Content starts

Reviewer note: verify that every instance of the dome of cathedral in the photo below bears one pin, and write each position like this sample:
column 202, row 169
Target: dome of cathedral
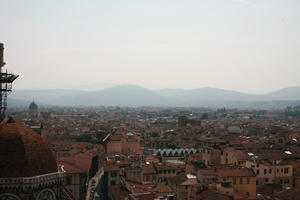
column 33, row 106
column 23, row 153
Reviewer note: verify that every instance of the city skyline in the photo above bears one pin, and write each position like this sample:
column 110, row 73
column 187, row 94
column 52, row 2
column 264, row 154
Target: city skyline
column 248, row 46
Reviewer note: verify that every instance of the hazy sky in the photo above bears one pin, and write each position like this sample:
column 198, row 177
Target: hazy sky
column 245, row 45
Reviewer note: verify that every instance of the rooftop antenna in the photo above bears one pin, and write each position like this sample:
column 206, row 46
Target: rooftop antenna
column 6, row 80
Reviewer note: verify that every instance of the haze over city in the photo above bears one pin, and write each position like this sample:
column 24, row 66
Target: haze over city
column 245, row 45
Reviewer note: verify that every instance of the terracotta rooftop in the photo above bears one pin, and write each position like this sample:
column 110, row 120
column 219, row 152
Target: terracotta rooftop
column 23, row 153
column 79, row 163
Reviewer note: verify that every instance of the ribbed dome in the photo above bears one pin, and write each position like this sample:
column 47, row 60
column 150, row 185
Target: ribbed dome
column 33, row 106
column 23, row 153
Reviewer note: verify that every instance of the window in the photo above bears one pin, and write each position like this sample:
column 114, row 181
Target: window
column 266, row 180
column 248, row 180
column 69, row 180
column 287, row 181
column 113, row 174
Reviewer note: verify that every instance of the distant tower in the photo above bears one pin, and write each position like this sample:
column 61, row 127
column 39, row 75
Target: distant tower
column 6, row 80
column 33, row 110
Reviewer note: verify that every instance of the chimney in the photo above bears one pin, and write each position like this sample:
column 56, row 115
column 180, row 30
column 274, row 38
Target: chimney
column 1, row 55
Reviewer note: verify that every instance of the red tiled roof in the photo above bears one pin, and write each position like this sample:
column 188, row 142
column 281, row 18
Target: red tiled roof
column 23, row 153
column 79, row 163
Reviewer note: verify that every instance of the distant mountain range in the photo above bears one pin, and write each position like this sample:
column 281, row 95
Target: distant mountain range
column 132, row 95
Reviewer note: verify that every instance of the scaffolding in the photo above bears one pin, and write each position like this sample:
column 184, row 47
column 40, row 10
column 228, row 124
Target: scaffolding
column 6, row 80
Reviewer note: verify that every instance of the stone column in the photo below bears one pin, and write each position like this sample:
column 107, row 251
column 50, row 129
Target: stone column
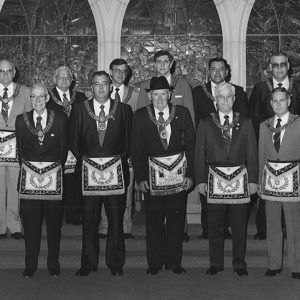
column 234, row 16
column 108, row 16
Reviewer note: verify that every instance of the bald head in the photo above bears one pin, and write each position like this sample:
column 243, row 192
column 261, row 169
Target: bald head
column 7, row 72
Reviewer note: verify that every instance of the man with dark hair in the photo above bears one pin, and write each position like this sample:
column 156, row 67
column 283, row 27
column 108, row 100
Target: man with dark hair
column 118, row 72
column 205, row 103
column 182, row 93
column 15, row 100
column 279, row 144
column 261, row 110
column 226, row 172
column 99, row 134
column 42, row 150
column 162, row 149
column 62, row 98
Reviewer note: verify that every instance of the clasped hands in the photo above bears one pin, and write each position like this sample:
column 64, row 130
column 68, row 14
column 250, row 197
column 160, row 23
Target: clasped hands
column 202, row 188
column 144, row 185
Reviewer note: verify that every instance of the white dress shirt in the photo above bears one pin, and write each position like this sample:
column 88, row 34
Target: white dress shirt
column 61, row 94
column 10, row 92
column 98, row 109
column 44, row 118
column 284, row 120
column 285, row 83
column 165, row 116
column 222, row 119
column 121, row 92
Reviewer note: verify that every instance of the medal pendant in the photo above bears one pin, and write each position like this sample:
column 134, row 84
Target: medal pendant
column 102, row 126
column 164, row 134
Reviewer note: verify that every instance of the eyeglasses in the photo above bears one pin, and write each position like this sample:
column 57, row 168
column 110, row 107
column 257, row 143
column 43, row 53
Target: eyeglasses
column 222, row 98
column 281, row 65
column 35, row 98
column 120, row 72
column 62, row 77
column 279, row 102
column 7, row 72
column 103, row 84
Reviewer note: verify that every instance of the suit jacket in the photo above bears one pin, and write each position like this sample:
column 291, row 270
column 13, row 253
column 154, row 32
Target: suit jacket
column 289, row 148
column 130, row 97
column 83, row 135
column 260, row 106
column 181, row 95
column 145, row 140
column 210, row 148
column 204, row 106
column 20, row 104
column 54, row 144
column 53, row 104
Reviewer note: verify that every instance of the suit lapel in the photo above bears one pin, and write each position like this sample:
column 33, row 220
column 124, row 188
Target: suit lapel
column 211, row 105
column 14, row 105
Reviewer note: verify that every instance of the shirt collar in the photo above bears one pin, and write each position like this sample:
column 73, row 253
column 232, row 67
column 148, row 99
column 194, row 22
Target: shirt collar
column 284, row 119
column 222, row 115
column 165, row 111
column 10, row 88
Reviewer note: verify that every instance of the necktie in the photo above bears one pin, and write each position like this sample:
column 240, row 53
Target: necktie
column 276, row 136
column 101, row 125
column 162, row 131
column 39, row 129
column 4, row 110
column 117, row 95
column 226, row 134
column 66, row 105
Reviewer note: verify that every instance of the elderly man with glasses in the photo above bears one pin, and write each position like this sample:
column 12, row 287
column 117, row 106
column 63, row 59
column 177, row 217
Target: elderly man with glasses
column 14, row 101
column 62, row 98
column 261, row 110
column 226, row 171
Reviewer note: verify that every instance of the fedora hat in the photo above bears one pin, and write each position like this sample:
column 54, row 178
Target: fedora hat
column 159, row 83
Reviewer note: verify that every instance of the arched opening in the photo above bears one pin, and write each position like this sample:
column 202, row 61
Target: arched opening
column 40, row 35
column 189, row 29
column 273, row 26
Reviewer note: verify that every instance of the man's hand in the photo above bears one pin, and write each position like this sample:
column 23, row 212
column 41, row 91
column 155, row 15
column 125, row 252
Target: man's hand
column 202, row 188
column 252, row 188
column 187, row 183
column 144, row 186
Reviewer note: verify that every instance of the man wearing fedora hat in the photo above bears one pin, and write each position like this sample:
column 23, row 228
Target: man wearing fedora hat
column 162, row 149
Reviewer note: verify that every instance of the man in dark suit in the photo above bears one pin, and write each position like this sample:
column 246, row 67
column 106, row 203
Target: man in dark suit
column 205, row 103
column 99, row 129
column 62, row 98
column 226, row 149
column 182, row 93
column 279, row 145
column 162, row 133
column 41, row 137
column 120, row 92
column 261, row 110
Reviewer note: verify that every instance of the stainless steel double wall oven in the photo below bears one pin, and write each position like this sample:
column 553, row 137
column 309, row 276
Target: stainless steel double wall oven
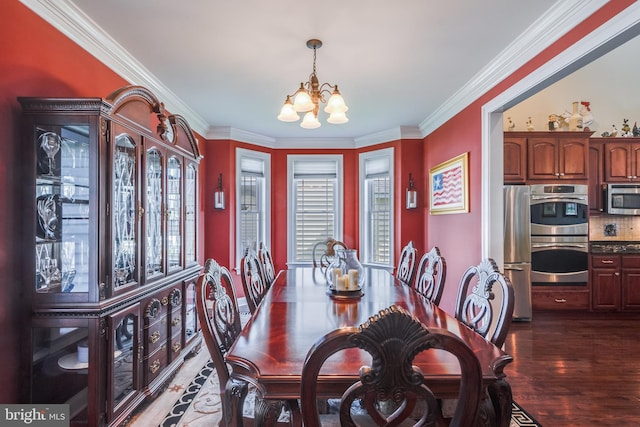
column 559, row 234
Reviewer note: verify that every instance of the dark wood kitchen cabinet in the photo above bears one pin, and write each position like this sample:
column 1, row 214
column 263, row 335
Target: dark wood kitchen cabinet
column 560, row 297
column 111, row 203
column 596, row 177
column 515, row 159
column 621, row 159
column 553, row 156
column 615, row 282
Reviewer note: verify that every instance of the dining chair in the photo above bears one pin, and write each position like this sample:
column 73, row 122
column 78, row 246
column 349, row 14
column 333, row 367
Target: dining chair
column 391, row 391
column 477, row 305
column 253, row 282
column 264, row 255
column 328, row 247
column 219, row 317
column 406, row 269
column 432, row 272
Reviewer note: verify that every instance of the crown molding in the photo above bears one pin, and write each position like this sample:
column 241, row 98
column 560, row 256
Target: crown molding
column 552, row 25
column 225, row 132
column 75, row 24
column 67, row 18
column 394, row 134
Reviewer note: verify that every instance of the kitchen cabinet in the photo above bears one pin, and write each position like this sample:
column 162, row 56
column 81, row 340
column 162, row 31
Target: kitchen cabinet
column 556, row 156
column 615, row 281
column 515, row 159
column 621, row 159
column 560, row 297
column 110, row 201
column 596, row 177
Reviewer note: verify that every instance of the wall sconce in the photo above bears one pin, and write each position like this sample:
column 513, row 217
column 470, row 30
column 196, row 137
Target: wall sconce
column 218, row 195
column 412, row 194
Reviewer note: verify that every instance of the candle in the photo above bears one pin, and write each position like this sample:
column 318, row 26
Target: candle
column 342, row 283
column 335, row 273
column 353, row 279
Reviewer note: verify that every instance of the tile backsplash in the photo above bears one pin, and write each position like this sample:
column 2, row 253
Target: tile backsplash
column 614, row 227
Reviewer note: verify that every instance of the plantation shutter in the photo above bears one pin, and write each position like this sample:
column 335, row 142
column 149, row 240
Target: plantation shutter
column 315, row 204
column 378, row 185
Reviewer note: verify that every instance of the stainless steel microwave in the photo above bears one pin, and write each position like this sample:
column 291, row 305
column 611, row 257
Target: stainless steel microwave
column 623, row 199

Content ends

From the records above, copy only the lines starting with the line that holds "Reviewer note: verify that every instance of the ribbed" and going on through the line that holds "column 180, row 30", exactly as written.

→ ANSWER TO THE PROBLEM
Reviewer note: verify that every instance of the ribbed dome in the photo above bears one pin, and write each position like this sample:
column 47, row 60
column 150, row 185
Target: ribbed dome
column 33, row 106
column 23, row 153
Reviewer note: verify that every instance of the window in the photo above bears one pin, and write each position like this sample:
column 114, row 181
Target: window
column 266, row 180
column 248, row 180
column 69, row 180
column 287, row 181
column 113, row 174
Reviewer note: verify that every instance of the distant tower in the photo above bears one pin, and write each position like this sample:
column 61, row 127
column 39, row 75
Target: distant tower
column 6, row 80
column 33, row 110
Reviewer note: verify that every instance of the chimney in the photo above bears one pin, and write each position like this sample:
column 56, row 115
column 180, row 30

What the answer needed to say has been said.